▶ _The problem_:
In the data below, find each line containing the string "hair" and return it.

▶ _Entries provided_:
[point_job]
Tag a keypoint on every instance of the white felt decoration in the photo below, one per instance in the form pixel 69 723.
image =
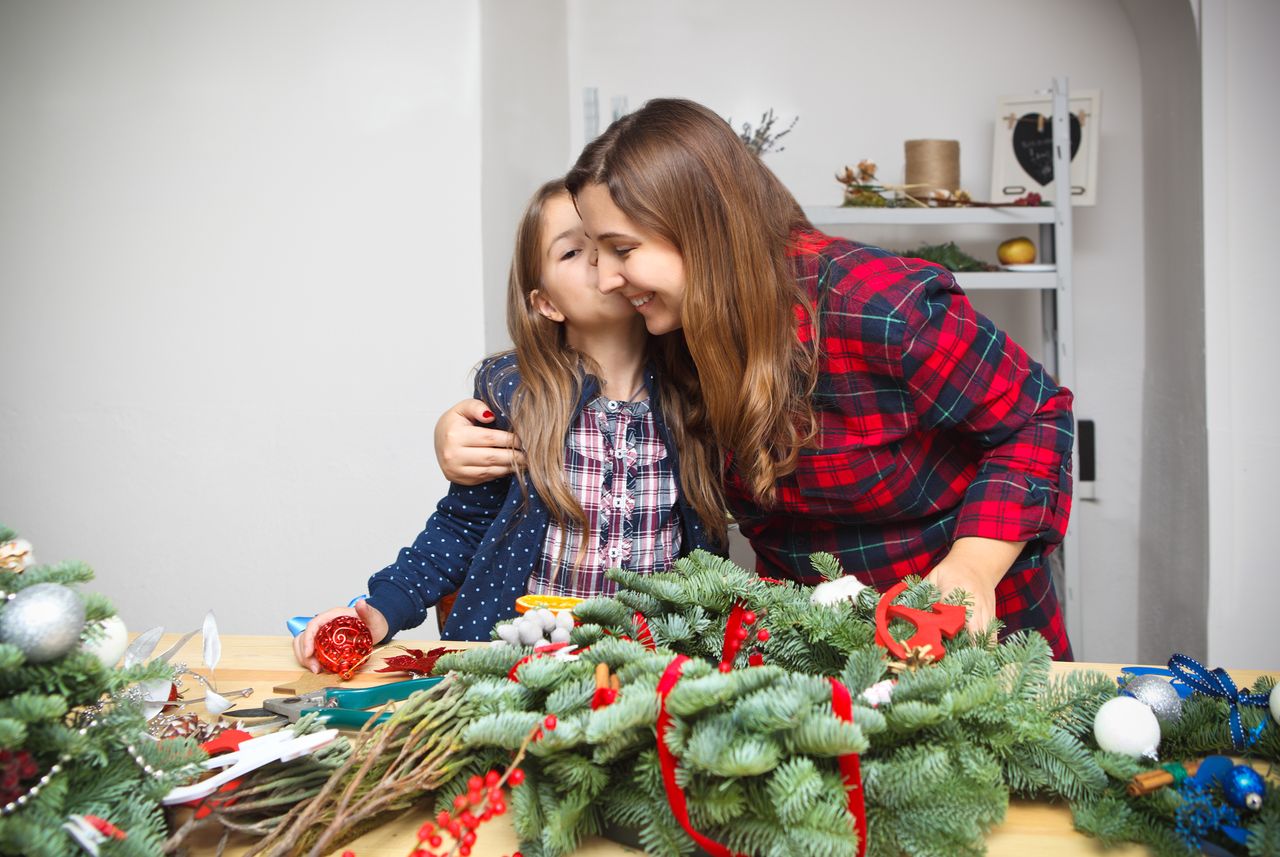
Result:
pixel 842 589
pixel 141 647
pixel 213 645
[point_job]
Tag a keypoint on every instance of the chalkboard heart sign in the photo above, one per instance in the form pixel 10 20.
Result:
pixel 1033 145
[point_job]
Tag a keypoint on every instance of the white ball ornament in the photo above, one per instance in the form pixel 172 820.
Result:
pixel 1125 725
pixel 842 589
pixel 109 645
pixel 44 621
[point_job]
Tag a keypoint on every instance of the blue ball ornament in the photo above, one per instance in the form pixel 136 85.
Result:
pixel 1244 788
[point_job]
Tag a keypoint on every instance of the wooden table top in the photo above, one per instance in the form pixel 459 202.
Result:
pixel 263 663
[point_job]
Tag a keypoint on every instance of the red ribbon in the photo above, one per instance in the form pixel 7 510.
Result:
pixel 643 632
pixel 849 765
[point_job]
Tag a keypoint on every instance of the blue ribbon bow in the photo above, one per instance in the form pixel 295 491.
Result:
pixel 1220 684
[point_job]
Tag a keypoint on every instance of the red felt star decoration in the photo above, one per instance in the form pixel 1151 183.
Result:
pixel 416 661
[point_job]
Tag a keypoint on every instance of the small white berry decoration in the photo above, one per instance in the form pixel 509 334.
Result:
pixel 1128 727
pixel 842 589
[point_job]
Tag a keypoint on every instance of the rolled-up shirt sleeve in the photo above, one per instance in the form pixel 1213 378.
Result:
pixel 964 375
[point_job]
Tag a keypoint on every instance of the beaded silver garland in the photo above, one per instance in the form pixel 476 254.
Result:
pixel 140 760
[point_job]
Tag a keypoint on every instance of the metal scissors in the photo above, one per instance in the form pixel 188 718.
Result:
pixel 343 706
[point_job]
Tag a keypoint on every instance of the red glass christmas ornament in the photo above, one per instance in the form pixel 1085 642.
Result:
pixel 343 645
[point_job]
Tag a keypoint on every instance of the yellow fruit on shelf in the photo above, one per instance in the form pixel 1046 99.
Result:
pixel 1016 251
pixel 553 603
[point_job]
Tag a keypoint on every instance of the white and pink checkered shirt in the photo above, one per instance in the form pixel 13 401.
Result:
pixel 616 464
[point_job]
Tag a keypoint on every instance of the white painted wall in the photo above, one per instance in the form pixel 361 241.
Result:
pixel 1240 74
pixel 863 78
pixel 525 128
pixel 238 273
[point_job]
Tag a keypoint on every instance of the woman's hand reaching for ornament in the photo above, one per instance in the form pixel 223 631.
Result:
pixel 305 644
pixel 467 452
pixel 976 566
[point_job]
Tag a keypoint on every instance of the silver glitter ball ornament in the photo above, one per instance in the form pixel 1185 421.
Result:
pixel 1159 695
pixel 44 621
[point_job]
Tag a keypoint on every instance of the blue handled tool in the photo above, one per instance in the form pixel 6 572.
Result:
pixel 346 707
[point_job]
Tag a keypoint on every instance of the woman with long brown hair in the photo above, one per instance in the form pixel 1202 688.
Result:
pixel 600 484
pixel 860 404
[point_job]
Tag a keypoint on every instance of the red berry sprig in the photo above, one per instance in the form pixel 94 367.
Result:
pixel 736 633
pixel 483 802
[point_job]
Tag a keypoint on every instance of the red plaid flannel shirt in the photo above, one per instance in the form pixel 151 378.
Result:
pixel 933 425
pixel 617 466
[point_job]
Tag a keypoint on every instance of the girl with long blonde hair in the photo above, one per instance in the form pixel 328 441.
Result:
pixel 864 407
pixel 613 471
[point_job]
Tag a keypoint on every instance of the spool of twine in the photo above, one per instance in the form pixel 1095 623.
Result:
pixel 932 165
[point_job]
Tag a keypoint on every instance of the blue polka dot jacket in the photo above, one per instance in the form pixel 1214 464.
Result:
pixel 484 541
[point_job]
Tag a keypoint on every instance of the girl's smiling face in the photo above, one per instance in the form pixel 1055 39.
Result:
pixel 634 262
pixel 568 280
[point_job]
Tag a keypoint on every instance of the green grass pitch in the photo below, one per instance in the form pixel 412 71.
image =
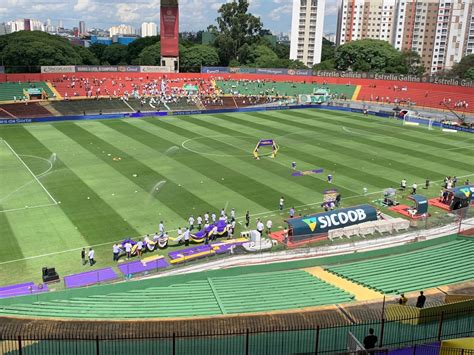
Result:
pixel 69 185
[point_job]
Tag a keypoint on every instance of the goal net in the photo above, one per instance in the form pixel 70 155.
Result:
pixel 412 119
pixel 354 346
pixel 265 147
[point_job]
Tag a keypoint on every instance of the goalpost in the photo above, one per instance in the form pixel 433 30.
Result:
pixel 270 143
pixel 411 119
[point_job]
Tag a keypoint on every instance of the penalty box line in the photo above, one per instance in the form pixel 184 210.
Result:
pixel 29 170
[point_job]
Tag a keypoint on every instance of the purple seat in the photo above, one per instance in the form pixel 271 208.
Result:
pixel 90 277
pixel 138 266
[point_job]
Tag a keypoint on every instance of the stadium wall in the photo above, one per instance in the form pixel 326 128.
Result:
pixel 174 279
pixel 451 89
pixel 207 112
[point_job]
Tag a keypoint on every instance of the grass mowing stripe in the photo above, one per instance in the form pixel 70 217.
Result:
pixel 233 180
pixel 93 220
pixel 417 159
pixel 312 182
pixel 417 141
pixel 133 205
pixel 271 167
pixel 176 198
pixel 309 157
pixel 398 123
pixel 10 249
pixel 386 145
pixel 353 119
pixel 252 189
pixel 357 153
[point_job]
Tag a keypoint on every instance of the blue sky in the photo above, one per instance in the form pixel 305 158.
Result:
pixel 195 14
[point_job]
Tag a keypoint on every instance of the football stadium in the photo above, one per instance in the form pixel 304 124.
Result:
pixel 233 209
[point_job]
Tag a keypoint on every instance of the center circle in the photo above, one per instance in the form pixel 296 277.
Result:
pixel 221 145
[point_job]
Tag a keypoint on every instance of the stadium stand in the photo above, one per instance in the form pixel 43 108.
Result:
pixel 212 296
pixel 14 91
pixel 432 267
pixel 276 88
pixel 441 97
pixel 31 110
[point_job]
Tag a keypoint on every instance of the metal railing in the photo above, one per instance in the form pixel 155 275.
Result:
pixel 193 338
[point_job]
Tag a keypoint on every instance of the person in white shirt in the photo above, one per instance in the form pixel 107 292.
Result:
pixel 91 257
pixel 116 251
pixel 229 230
pixel 269 226
pixel 403 184
pixel 139 248
pixel 260 227
pixel 128 250
pixel 186 236
pixel 282 203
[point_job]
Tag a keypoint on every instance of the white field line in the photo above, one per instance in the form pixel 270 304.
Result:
pixel 28 208
pixel 174 230
pixel 126 103
pixel 34 176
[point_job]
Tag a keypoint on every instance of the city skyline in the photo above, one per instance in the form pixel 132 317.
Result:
pixel 195 15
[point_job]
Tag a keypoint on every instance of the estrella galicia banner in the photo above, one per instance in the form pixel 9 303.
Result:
pixel 214 70
pixel 169 31
pixel 58 69
pixel 320 223
pixel 107 68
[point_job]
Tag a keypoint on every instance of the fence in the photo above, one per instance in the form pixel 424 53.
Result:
pixel 192 338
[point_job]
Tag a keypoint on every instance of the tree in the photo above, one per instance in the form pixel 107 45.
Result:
pixel 325 65
pixel 369 55
pixel 87 57
pixel 192 58
pixel 235 27
pixel 261 56
pixel 115 54
pixel 461 69
pixel 98 50
pixel 412 61
pixel 470 74
pixel 135 48
pixel 328 50
pixel 150 55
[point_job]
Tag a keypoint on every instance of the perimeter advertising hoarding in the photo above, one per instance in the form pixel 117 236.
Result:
pixel 107 68
pixel 169 26
pixel 215 70
pixel 58 69
pixel 307 226
pixel 153 69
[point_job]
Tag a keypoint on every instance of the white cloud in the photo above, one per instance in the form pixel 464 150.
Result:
pixel 83 5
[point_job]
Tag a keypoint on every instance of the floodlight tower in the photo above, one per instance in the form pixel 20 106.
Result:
pixel 169 31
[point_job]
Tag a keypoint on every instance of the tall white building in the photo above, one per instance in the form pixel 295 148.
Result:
pixel 440 31
pixel 121 30
pixel 307 31
pixel 149 29
pixel 26 25
pixel 82 27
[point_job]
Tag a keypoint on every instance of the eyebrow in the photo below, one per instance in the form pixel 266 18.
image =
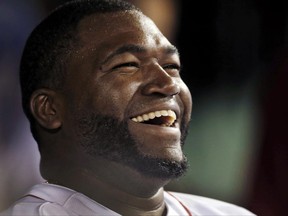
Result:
pixel 133 48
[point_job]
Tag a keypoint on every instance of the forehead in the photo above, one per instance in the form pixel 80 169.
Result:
pixel 117 28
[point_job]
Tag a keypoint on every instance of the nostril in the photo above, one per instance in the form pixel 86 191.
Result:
pixel 167 88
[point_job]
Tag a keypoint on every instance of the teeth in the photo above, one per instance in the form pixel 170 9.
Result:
pixel 152 115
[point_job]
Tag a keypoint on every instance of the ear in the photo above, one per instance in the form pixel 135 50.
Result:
pixel 45 108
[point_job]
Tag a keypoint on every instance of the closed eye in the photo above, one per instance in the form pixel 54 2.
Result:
pixel 172 68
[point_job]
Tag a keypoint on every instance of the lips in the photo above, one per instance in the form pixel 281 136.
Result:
pixel 165 118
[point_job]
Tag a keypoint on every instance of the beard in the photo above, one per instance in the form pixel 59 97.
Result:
pixel 109 138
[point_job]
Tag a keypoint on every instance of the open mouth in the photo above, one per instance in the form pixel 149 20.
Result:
pixel 165 118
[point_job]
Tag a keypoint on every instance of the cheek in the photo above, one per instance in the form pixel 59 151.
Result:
pixel 113 98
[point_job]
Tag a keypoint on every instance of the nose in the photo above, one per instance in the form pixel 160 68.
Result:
pixel 160 82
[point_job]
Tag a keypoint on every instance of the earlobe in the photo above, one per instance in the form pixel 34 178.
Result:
pixel 44 108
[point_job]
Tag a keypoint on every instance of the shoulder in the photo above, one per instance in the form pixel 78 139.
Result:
pixel 38 202
pixel 29 205
pixel 200 205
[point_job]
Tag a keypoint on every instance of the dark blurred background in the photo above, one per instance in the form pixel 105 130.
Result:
pixel 235 62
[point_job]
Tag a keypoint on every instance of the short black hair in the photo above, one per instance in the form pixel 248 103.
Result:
pixel 47 48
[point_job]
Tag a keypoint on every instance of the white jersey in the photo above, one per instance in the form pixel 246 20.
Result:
pixel 52 200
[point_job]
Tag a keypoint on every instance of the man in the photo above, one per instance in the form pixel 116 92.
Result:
pixel 102 90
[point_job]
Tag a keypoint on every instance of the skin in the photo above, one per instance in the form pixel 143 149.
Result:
pixel 99 81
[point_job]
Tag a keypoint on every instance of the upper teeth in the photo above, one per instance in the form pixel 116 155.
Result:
pixel 152 115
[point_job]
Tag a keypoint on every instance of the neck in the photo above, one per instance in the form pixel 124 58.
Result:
pixel 119 188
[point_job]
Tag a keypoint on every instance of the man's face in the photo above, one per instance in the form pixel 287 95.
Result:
pixel 126 101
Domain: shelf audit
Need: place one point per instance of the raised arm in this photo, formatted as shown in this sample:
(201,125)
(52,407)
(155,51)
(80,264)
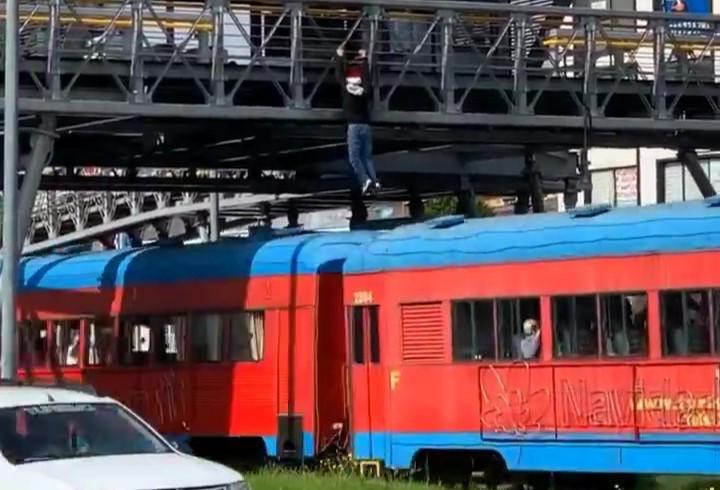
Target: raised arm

▶ _Response below_:
Tag a keypoint on every instance of the woman with long brown hair in the photo above, one per instance in the form pixel 1202 688.
Tag a keypoint on every instance of the girl with long blonde hair in the photo above, one per instance in the form pixel 328 441.
Tag a keypoint on every instance of the short black hair in the photo above, one per instance in the form pixel 248 103.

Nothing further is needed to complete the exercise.